▶ **STATED EXERCISE**: Could you output the entries below line for line, without changing anything? Leave the pictures out of your reply.

╭─ RECORDS SHOWN

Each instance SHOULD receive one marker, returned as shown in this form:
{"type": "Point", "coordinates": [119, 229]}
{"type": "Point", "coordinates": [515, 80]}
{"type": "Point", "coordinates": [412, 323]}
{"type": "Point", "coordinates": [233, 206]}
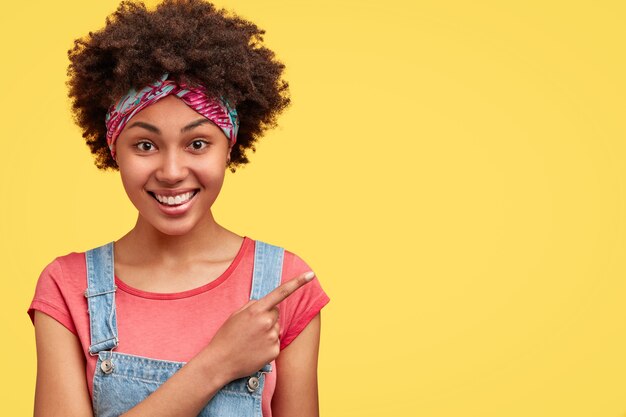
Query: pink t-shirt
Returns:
{"type": "Point", "coordinates": [166, 325]}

╰─

▶ **TASK RESULT**:
Each instance SHOULD receive one marker, returned as shown in this form:
{"type": "Point", "coordinates": [119, 229]}
{"type": "Point", "coordinates": [515, 80]}
{"type": "Point", "coordinates": [412, 323]}
{"type": "Point", "coordinates": [233, 206]}
Query: pink t-shirt
Returns:
{"type": "Point", "coordinates": [166, 325]}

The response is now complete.